• [Passage provided]
— begin —
Another statistic, variance explained, or r² (which is just the correlation coefficient squared), tells us how well the regression line describes the data. Variance explained is expressed in percentages or proportions, so an r² of 0.55 means that the independent variable explained 55% or the change or variance in the dependent variable.

Here are a couple of examples. To take the extreme case, suppose we had a regression line that perfectly fit the data in a positive relationship. The correlation would then be +1.0 and the r²would be (1.0)² = 1 or 100%. This means that knowing the independent variable allows us to explain ALL the change or all the variance in the dependent variable. A correlation of +0.8, an extremely strong relationship, means that the independent variable explains (0.8)² or .64 or 64% of the variance in the dependent variable.

The error that is left over after we explain the variance might be called “unexplained variance.” We get a pictorial representation of this in MicroCase by looking at the residuals. Each residual is the vertical distance from the regression line to each data point. So if all points fell on the line, a perfect relationship, the residuals would be zero. The longer the residual lines, the more the unexplained variance.

Here are the residuals for the regression line that explains family income by years of education for the 2006 Aiken County Exit Poll.

You will note that this was a highly significant relationship (p = 0.000) that was strong (r = 0.408). The double stars after the r (**) is a standard way of saying that the relationship is significant at the 0.01 or 1% level. One star (*) is the standard way of saying that it is significant at the 0.05 or 5% level. But in this case, the stars do not add anything we do not already see, because MicroCase tells us a more precise probability (p = 0.000), so we already know that it is significant at better than the 1% level! If we computed the r², it would be (0.408)² = 0.166 or 16.6% of the variance of family income is explained by years of education.

What is really cool is that we can also do multiple regression. That allows us to try to explain a dependent variable with several independent variables at once. The interpretation is about the same. Each independent variable has its own coefficient, sometimes called the b-coefficient. Moreover, if we look at the standardized coefficients, usually called the "betas," we can compare the influence of the independent variables. Comparing the unstandardized coefficients does not tell us much because the units of measurement greatly influence their values. However, we can't easily look at any regression line in multiple regression because each independent variable adds another dimension to any picture. Micro Case does a great job with both simple regression and multiple regression.
— end —
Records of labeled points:
— begin —
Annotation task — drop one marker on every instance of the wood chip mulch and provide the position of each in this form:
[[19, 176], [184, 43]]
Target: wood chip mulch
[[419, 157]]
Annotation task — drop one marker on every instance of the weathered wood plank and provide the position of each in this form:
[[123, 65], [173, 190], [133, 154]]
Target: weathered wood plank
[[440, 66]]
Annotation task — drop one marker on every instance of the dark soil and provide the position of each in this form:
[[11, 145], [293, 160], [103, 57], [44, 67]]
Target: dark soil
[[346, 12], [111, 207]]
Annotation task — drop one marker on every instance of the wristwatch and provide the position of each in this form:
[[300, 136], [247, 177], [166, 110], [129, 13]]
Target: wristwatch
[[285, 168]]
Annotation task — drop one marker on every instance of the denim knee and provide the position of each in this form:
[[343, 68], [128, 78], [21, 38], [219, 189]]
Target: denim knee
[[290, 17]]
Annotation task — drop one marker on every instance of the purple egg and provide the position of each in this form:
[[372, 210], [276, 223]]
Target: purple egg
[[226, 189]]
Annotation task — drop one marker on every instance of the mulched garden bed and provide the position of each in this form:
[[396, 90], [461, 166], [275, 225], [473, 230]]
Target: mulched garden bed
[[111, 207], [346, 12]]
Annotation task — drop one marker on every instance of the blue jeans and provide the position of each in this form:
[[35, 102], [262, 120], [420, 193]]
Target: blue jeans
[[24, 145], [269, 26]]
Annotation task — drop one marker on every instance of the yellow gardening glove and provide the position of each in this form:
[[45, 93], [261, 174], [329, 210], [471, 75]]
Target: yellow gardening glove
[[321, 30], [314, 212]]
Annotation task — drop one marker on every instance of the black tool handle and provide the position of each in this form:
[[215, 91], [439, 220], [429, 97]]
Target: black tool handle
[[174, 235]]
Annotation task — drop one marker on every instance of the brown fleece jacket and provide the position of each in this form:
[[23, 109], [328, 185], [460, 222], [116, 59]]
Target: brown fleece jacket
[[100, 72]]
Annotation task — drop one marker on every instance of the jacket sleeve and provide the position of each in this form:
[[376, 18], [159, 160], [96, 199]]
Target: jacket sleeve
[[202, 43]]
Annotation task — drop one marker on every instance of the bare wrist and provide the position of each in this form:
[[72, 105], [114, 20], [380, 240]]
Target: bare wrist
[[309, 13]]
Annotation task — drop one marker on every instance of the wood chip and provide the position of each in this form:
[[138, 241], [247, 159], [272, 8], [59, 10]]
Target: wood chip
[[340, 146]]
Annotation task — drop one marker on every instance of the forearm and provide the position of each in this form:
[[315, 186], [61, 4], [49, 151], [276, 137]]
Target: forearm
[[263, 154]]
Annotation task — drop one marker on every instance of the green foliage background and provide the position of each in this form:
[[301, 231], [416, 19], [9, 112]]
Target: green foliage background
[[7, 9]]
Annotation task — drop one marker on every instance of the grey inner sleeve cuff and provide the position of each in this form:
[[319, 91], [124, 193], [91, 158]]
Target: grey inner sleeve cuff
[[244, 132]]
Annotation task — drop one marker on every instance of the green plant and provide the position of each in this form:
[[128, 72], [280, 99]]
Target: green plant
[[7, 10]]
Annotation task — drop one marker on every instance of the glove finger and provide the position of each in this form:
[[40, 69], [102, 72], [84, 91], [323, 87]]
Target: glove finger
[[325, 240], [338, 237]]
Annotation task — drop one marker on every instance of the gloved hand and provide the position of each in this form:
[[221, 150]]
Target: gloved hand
— end —
— begin —
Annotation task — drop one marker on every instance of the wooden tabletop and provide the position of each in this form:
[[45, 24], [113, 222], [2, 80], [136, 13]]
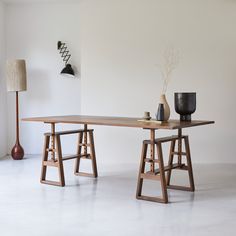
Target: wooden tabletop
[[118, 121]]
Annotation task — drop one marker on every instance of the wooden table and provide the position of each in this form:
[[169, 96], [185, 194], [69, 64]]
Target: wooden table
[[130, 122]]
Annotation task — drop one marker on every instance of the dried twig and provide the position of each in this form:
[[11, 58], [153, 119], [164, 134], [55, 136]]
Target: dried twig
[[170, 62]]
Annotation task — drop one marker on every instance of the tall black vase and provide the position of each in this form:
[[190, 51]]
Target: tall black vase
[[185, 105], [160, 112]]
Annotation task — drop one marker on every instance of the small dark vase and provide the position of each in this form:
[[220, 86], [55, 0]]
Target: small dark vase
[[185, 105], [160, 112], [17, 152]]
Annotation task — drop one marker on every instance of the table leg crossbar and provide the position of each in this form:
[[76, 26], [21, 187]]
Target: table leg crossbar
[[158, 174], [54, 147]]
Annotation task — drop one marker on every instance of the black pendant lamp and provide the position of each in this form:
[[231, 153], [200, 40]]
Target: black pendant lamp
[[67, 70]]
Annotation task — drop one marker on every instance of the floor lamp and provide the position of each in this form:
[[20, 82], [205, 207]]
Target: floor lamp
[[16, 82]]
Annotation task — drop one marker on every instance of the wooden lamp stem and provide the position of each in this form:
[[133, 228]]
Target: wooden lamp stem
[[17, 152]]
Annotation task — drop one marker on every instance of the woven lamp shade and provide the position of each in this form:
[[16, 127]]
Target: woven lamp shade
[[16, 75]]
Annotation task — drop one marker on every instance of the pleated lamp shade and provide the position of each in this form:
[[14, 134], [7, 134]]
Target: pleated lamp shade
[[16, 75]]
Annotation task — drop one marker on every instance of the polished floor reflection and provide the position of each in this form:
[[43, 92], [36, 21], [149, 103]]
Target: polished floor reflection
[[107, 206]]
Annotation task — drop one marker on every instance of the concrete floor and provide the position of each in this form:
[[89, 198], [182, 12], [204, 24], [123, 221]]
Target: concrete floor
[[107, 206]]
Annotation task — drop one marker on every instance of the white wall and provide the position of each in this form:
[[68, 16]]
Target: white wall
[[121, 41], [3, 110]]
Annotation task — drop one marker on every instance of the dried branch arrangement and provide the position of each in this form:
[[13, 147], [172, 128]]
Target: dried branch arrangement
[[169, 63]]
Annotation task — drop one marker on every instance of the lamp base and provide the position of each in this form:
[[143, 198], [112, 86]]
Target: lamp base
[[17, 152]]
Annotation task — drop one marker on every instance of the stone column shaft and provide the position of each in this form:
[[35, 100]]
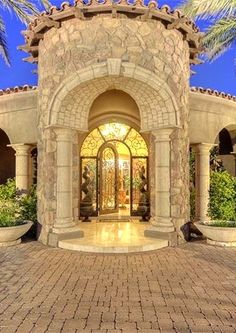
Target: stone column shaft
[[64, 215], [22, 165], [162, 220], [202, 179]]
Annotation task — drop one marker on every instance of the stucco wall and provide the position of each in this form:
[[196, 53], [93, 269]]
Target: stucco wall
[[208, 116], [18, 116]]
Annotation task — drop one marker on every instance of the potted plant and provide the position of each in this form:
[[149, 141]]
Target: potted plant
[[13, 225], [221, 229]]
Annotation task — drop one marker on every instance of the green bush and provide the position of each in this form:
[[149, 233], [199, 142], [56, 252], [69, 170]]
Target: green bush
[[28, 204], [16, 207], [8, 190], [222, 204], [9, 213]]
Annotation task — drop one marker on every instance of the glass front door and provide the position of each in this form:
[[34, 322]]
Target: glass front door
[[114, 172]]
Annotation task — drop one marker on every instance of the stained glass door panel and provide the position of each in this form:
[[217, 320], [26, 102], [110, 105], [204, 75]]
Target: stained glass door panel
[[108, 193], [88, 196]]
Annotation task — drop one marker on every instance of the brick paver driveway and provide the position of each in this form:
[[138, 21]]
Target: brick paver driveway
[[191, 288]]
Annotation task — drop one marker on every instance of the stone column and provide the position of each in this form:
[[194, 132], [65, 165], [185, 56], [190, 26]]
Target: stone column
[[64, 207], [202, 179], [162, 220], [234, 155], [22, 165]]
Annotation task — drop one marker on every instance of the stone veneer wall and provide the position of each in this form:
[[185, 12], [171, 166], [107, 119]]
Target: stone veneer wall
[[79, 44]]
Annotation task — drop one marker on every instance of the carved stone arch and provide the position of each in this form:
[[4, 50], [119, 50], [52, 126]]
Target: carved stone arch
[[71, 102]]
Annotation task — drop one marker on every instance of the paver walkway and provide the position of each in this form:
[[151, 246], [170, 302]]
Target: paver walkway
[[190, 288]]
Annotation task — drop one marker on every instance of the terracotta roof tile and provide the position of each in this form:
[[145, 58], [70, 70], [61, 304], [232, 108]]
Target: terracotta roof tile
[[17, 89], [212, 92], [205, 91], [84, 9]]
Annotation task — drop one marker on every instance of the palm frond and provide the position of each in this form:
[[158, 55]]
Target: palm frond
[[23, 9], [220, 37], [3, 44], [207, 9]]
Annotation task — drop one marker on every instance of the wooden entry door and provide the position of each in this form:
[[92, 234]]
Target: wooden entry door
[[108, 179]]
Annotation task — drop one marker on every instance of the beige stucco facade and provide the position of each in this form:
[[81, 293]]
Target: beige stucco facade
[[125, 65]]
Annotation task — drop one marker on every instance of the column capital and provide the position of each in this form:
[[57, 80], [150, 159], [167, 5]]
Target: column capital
— end —
• [Brief]
Revise the passage on regression from "You will note" to "years of education.", changing "family income" to "household income". These data are not required.

• [Reply]
You will note that this was a highly significant relationship (p = 0.000) that was strong (r = 0.408). The double stars after the r (**) is a standard way of saying that the relationship is significant at the 0.01 or 1% level. One star (*) is the standard way of saying that it is significant at the 0.05 or 5% level. But in this case, the stars do not add anything we do not already see, because MicroCase tells us a more precise probability (p = 0.000), so we already know that it is significant at better than the 1% level! If we computed the r², it would be (0.408)² = 0.166 or 16.6% of the variance of household income is explained by years of education.